§ Exercise brief:
In the entries below, find the lines that contain the word "uniform" and copy them.

Stored data entries

*** Block opens ***

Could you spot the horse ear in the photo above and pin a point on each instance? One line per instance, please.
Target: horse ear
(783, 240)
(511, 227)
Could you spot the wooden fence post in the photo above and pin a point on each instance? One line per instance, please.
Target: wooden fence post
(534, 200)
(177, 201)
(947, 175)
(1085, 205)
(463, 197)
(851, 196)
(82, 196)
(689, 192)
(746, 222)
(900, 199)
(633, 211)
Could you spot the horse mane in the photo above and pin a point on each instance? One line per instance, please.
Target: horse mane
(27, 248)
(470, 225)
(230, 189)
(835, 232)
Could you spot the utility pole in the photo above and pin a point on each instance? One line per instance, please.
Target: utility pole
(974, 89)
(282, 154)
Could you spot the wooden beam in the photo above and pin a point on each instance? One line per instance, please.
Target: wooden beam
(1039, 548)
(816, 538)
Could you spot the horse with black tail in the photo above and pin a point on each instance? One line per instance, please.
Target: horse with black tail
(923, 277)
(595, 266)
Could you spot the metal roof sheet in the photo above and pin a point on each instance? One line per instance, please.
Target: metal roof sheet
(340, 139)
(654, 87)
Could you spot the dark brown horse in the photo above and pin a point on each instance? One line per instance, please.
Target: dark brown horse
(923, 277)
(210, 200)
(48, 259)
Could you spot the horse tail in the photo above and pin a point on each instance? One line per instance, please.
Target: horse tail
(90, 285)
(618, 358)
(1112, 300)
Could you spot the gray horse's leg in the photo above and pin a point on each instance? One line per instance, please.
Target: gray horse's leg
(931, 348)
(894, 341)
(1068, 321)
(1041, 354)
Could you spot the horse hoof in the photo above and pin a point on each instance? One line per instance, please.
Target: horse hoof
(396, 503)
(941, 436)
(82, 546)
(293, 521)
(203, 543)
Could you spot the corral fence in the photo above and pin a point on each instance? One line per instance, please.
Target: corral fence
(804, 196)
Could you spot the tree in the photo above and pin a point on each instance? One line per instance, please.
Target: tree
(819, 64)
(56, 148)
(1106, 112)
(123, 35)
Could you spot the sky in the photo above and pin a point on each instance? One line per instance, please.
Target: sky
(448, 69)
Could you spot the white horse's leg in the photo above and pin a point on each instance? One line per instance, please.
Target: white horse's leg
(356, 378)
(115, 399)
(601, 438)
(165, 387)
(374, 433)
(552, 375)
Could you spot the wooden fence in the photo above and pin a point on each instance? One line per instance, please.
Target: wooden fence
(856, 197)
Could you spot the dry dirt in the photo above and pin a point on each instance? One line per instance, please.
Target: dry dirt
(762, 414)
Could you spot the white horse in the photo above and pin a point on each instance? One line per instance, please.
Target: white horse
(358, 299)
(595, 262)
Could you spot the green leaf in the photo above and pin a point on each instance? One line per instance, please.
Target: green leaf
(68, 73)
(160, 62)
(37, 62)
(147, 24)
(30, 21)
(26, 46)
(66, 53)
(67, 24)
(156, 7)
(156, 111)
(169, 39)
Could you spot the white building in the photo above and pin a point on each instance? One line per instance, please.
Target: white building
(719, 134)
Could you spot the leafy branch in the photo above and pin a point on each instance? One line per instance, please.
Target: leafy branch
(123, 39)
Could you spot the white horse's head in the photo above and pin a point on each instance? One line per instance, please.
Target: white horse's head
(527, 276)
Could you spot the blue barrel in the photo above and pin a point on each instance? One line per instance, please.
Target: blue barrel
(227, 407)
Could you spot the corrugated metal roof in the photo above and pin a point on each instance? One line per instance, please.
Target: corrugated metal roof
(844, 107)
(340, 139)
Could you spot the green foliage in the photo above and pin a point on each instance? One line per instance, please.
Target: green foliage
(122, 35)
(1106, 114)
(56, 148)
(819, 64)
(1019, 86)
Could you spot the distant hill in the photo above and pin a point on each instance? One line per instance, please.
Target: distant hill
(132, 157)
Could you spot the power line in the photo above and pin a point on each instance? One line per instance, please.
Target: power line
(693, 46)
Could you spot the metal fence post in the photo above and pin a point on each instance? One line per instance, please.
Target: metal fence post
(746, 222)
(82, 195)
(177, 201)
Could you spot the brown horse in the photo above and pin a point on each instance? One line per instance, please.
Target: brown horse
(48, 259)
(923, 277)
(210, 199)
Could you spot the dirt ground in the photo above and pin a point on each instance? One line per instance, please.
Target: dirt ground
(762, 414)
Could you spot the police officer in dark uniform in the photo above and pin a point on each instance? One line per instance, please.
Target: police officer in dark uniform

*** Block closes ***
*** Block opens ***

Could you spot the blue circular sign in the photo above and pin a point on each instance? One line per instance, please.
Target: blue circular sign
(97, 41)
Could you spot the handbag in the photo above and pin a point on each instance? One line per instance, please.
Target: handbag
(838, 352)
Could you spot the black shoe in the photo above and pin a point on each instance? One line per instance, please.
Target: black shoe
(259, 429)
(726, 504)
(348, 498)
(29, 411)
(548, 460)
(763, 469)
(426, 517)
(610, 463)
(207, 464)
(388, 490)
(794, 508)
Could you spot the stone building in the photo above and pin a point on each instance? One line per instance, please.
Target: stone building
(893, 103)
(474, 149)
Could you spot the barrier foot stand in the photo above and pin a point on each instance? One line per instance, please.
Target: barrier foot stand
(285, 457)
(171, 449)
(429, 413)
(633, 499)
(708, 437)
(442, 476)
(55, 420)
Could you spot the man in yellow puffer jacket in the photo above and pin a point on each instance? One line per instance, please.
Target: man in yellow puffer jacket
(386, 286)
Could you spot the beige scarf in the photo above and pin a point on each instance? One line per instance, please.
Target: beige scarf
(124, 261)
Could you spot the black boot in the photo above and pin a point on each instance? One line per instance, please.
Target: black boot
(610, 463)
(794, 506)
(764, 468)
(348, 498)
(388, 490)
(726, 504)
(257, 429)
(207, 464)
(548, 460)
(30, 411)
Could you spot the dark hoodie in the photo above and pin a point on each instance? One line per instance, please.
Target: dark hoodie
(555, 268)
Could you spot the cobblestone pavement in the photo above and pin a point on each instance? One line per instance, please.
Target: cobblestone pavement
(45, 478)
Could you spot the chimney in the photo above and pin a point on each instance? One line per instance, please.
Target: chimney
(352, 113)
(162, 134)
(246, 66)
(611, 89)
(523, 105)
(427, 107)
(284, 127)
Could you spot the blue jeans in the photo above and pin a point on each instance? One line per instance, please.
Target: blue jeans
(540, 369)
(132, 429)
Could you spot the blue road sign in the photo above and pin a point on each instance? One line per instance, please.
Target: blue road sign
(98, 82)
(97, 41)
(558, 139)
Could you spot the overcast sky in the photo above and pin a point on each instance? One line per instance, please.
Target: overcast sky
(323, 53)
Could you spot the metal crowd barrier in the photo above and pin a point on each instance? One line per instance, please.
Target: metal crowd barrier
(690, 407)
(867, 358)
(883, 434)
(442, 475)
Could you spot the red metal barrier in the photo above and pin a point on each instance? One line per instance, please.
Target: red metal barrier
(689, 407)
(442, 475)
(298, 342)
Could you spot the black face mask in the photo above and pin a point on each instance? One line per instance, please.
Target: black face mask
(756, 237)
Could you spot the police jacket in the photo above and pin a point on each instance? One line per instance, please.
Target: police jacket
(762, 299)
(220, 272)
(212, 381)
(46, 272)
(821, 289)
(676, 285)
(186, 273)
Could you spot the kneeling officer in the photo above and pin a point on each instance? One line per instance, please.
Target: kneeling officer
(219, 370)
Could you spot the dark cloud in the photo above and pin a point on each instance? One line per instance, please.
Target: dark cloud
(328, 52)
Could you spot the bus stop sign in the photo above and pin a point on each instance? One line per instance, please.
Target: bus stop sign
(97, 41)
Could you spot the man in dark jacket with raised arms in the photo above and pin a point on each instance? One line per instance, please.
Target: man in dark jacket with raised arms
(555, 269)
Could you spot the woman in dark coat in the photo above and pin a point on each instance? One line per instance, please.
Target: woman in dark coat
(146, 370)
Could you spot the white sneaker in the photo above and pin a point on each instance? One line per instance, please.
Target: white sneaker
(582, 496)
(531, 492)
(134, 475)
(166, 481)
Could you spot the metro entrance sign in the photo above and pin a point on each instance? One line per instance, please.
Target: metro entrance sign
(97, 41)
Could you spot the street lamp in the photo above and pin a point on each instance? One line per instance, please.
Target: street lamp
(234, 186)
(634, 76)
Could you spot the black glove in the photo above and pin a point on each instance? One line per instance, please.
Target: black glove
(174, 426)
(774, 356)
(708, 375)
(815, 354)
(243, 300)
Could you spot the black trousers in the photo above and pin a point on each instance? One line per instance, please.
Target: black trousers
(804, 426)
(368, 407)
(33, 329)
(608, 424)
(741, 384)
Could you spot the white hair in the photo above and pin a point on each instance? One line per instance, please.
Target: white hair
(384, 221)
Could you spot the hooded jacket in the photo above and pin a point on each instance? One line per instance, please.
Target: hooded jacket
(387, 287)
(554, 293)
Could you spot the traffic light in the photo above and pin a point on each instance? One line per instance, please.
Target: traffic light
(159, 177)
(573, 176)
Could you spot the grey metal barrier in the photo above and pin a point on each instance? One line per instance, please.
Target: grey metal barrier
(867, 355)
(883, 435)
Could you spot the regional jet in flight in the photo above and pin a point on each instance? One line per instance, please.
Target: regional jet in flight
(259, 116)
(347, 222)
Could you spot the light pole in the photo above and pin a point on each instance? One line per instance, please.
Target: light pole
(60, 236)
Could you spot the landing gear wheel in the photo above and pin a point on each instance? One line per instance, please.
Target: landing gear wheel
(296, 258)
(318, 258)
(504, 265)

*** Block closes ***
*** Block opens ***

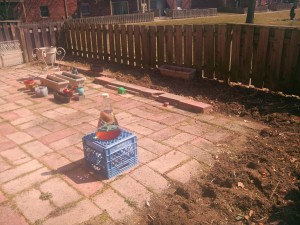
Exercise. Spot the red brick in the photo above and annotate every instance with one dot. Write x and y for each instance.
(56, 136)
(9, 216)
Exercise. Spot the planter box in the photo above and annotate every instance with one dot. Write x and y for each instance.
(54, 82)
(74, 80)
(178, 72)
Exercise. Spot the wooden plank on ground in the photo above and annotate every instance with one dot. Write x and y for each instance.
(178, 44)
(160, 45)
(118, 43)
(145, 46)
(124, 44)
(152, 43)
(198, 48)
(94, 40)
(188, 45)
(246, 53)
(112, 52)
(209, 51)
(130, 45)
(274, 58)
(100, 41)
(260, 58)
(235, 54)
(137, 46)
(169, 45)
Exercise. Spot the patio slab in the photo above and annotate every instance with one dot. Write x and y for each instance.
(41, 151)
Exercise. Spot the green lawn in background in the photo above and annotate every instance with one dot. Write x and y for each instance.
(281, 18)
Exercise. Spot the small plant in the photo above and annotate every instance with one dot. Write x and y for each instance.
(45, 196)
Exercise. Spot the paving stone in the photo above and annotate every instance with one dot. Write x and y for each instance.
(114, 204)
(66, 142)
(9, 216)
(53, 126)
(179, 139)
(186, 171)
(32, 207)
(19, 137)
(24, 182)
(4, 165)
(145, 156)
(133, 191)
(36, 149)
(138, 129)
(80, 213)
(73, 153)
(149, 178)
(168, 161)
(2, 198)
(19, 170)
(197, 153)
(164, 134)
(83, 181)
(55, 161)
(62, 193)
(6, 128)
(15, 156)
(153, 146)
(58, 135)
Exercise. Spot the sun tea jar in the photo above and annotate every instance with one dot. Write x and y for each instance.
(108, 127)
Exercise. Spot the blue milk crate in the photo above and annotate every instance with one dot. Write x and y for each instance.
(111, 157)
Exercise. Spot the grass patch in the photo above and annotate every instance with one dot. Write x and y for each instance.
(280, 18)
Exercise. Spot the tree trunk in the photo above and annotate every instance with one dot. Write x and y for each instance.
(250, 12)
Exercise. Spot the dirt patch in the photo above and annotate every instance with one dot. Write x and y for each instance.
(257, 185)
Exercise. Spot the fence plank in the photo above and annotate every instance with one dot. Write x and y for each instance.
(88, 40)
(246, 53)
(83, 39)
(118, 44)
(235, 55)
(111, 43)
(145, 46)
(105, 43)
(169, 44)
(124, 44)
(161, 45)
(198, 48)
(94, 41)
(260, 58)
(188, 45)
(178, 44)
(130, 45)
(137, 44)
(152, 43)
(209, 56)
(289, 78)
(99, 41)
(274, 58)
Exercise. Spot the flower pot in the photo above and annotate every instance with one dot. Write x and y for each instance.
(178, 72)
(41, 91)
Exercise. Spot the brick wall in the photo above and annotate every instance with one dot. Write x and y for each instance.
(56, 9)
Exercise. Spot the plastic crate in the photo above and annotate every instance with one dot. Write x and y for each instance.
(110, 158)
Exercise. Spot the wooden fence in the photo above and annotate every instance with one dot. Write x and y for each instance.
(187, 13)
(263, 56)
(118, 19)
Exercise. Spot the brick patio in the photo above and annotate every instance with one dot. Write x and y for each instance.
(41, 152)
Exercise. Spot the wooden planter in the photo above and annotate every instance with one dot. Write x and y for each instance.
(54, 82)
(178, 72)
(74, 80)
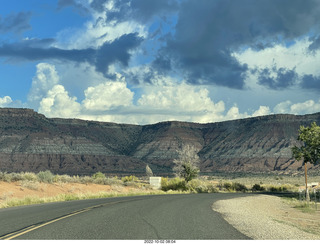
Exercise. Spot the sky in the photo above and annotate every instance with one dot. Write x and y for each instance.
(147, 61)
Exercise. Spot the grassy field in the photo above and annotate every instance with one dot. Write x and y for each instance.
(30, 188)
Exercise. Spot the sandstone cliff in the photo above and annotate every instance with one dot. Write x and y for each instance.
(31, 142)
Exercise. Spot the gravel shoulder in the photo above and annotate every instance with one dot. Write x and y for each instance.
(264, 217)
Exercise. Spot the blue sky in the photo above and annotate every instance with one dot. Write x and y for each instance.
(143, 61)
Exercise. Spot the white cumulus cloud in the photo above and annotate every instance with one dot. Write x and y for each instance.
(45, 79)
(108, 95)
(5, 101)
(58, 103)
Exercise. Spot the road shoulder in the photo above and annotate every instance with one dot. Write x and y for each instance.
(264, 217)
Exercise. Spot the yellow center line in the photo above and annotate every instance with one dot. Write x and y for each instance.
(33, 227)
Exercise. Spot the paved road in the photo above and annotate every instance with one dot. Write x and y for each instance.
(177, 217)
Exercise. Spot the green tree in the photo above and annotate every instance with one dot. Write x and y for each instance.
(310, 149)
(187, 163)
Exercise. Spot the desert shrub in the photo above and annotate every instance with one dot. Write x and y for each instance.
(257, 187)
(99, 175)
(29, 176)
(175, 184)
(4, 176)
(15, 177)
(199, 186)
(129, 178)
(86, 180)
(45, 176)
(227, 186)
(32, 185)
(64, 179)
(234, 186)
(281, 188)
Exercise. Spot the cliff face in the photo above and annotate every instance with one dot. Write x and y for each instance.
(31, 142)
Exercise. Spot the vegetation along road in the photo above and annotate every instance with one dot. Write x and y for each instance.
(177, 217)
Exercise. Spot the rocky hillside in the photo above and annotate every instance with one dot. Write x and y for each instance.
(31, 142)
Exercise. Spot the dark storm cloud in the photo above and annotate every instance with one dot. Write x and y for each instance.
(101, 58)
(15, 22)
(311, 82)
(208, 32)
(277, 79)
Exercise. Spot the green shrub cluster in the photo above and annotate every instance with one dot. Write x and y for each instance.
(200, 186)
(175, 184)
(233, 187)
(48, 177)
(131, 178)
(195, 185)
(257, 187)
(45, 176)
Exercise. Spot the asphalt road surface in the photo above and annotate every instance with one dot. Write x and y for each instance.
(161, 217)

*** Block closes ***

§ Response to this task:
Could you spot the police officer in dark uniform in the photo above and pin a point on each instance? One line per instance, please.
Target: police officer in dark uniform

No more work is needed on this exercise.